REQUEST: Reproduce the listing below with every "Category" switched to "Label" and nothing else altered.

DATASET EXTRACT:
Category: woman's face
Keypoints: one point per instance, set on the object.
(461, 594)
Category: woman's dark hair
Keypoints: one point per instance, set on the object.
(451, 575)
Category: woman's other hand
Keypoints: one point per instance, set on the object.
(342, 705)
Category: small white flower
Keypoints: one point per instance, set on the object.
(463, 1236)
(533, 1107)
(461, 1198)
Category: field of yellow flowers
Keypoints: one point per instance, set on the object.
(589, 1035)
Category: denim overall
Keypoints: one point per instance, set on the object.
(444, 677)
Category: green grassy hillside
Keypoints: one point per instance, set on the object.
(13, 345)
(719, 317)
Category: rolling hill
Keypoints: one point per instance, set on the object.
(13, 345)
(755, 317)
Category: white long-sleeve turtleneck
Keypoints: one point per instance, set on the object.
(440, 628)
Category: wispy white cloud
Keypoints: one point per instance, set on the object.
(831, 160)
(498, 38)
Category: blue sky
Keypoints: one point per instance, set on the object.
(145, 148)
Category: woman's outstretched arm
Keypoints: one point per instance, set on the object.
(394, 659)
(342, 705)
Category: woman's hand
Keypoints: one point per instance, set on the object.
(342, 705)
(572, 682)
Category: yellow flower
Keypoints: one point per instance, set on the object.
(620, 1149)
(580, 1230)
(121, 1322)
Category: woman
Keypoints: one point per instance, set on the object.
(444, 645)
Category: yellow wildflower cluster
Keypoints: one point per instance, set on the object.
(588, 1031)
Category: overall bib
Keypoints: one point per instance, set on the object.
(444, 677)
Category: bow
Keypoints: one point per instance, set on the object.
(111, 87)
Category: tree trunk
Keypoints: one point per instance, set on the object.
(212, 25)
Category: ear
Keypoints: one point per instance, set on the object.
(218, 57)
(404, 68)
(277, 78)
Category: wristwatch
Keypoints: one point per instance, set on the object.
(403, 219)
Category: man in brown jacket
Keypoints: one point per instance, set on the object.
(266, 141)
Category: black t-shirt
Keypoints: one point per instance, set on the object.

EXERCISE SOLUTION:
Label: woman's face
Keypoints: one point per instance, set on the object.
(461, 594)
Label: woman's dark hair
Keypoints: one point per instance, set on the object.
(451, 575)
Label: woman's other hand
Keypoints: one point per instance, set on the object.
(342, 705)
Label: small white flower
Keypoints: one point per instance, set on the object.
(463, 1236)
(533, 1107)
(461, 1198)
Label: field of yellow flowers
Keypoints: one point per instance, set on the object.
(589, 1035)
Label: denim overall
Keypoints: one point per instance, set on the object.
(444, 677)
Label: green grassy hillside
Keypoints: one point per instance, set on the object.
(13, 345)
(719, 317)
Label: rolling hill
Keypoints: one point per instance, set on the object.
(13, 345)
(755, 317)
Label: white long-sleeve turtleneck
Keypoints: one point per instance, set on the object.
(440, 628)
Label: wispy white cloud
Keypoints: one point per instance, set on the object.
(831, 160)
(498, 38)
Label: blue sky
Keypoints: one point per instance, set on the object.
(145, 148)
Label: woman's outstretched arm
Keypoints: one point per instance, set on the object.
(394, 659)
(342, 705)
Label: woman's hand
Keypoints: one point per instance, set on the object.
(342, 705)
(572, 682)
Label: yellow flower
Keypoints: one point per instance, set on the object.
(620, 1149)
(580, 1230)
(121, 1322)
Label: woman
Keypoints: one point per instance, set on the object.
(444, 645)
Label: yellow wildflower cluster
Keypoints: one point per instance, set on the object.
(588, 1031)
Label: overall bib
Keypoints: one point per instance, set on the object.
(444, 677)
Label: bow
Keypoints: one point per instance, set on the object.
(111, 87)
Label: tree trunk
Keypoints: one point per instance, set on the object.
(212, 25)
Label: ear
Keypoints: one point per instance, set on the object.
(218, 57)
(404, 68)
(277, 78)
Label: wristwatch
Keypoints: one point per instance, set on the object.
(403, 219)
Label: man in brown jacket
Keypoints: one point per instance, set on the object.
(266, 141)
Label: black t-shirt
Keypoints: one point per instance, set on the object.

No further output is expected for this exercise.